The Noisy Channel

 

Google Offers “More And Better Search Refinements”

March 24th, 2009 · 11 Comments · General

Fresh news, hot from the Official Google Blog:

Starting today, we’re deploying a new technology that can better understand associations and concepts related to your search, and one of its first applications lets us offer you even more useful related searches (the terms found at the bottom, and sometimes at the top, of the search results page).

For example, if you search for [principles of physics], our algorithms understand that “angular momentum,” “special relativity,” “big bang” and “quantum mechanic” are related terms that could help you find what you need.

A couple of reactions. First, Google has offered related searches for a while, so I’d love to know what makes these “more and better”. I can’t tell from playing with it, and the suggestions I see aren’t as good as, say, Kosmix. Second, if they believe that this feature can improve user experience, why are they putting the results at the bottom of the page (at least on all of my queries)? Surely they know from their own logs that only a minority of users look to the end of the results list.

While I see this enhancement as a step in the right direction for Google, I wonder if they have their hearts in it. Google used to promote refinements–actually faceted search refinements–on their product search site, but pushed those to the bottom too. It seems very hard for them to get away from the primacy of those ten blue links.

I’d like to get excited about Google embracing HCIR, especially after they were so kind as to let me lecture them about it. And perhaps I’m being too harsh a critic. Their post concludes:

Even if you don’t notice all of our changes, rest assured we’re hard at work making sure you have the highest quality

It seems to me that they go out of their way to make sure that changes aren’t noticeable to users. I suppose their conservative attitude might cost them the occasional designer, but hasn’t hurt their pocketbooks.

Come on, guys, you’re the market leaders! Don’t be so timid.

11 responses so far ↓

  • 1 jeremy // Mar 24, 2009 at 3:05 pm

    Second, if they believe that this feature can improve user experience, why are they putting the results at the bottom of the page (at least on all of my queries)? Surely they know from their own logs that only a minority of users look to the end of the results list.

    I’ve heard them comment about this. They say that the reason why they put things like this at the bottom, only, is that they don’t want it to interfere with your normal successful searching.

    Their opinion, if I understand it correctly, is that if a query is a successful query, and you find exactly what you want in the 1st or 2nd rank, then Google’s opinion is that having the facets at the top or at the side only gets in the way of you getting to that top result as quickly as possible.

    It is only when the query is an unsuccessful query that you start scrolling down further in the ranked list, so that you eventually wind up at the bottom of the list. At that point, you see the query suggestions, and only at that point do they become relevant to you, i.e. when your query has failed.

    This is Google’s story, and they appear to be sticking to it.

    Now, on the surface it sounds reasonable. But I don’t believe it, for two reasons:

    (1) Long ago they started putting ads above the top-ranked result, instead of just over to the side at the right. So they already throw up junk in front of the top ranked search result, and make it harder for the user to find/click that top result.

• DIRECTIVE 1: Which lines of the records below contain the word "green"? Copy each of them.

• SUPPLIED MATERIAL:
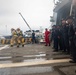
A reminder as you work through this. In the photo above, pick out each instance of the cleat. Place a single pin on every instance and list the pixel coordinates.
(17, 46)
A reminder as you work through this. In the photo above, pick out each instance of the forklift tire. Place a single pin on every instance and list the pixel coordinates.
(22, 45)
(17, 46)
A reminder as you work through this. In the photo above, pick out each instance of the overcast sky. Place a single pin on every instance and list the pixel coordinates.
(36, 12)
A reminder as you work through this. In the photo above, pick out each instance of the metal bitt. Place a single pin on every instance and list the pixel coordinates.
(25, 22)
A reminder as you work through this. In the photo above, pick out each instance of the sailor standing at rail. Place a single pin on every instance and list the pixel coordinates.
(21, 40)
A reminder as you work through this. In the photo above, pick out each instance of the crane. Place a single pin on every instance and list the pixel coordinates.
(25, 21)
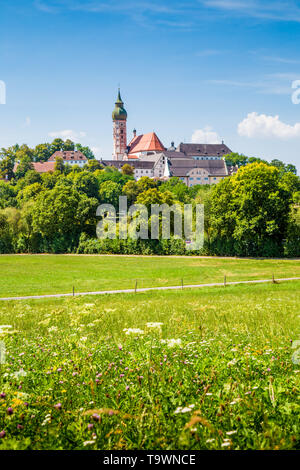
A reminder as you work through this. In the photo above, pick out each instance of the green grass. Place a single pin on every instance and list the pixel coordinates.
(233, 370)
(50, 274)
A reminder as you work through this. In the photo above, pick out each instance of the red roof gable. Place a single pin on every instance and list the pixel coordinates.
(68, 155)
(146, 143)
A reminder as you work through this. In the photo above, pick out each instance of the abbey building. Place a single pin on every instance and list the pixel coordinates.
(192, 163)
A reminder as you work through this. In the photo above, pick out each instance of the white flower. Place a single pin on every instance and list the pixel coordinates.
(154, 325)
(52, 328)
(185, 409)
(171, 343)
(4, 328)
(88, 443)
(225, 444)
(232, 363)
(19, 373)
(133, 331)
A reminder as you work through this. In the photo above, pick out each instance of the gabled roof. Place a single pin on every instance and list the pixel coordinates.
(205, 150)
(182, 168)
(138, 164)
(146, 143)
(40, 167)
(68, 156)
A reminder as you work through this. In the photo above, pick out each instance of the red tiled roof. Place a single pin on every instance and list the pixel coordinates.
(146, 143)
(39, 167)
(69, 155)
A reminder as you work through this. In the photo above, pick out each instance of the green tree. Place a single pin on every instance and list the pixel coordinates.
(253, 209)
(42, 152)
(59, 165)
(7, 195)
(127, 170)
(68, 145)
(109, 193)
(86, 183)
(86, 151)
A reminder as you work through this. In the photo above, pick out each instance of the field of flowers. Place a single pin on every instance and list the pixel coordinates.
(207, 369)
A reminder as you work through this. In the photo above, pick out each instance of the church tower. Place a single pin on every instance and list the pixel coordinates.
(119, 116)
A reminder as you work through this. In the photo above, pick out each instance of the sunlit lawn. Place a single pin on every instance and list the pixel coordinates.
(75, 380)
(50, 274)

---

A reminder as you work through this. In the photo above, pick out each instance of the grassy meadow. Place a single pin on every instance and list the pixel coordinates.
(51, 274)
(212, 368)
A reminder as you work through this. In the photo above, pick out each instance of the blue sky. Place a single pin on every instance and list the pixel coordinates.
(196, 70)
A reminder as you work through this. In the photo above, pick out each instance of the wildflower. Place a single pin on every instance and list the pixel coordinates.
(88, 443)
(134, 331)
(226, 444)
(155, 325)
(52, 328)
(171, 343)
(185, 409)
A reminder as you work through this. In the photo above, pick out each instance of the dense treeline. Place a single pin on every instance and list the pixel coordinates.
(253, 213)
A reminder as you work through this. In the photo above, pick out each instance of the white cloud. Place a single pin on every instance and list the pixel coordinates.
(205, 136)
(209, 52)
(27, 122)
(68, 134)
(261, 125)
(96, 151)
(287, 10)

• DIRECTIVE 2:
Answer these about the blog post on Google's search refinements above:
(a) Which service does the author say gives better suggestions than the ones he sees from Google?
(b) What example search does the quoted Official Google Blog passage use?
(c) According to jeremy's comment, where did Google long ago start putting ads besides the right side?

• ANSWER 1:
A reminder as you work through this. In the photo above, pick out each instance of the green grass. Place a single pin on every instance and list the pixel coordinates.
A reminder as you work through this. In the photo above, pick out each instance of the green tree. Place a single pin on every instance and list the pixel coordinates.

• ANSWER 2:
(a) Kosmix.
(b) [principles of physics].
(c) Above the top-ranked result.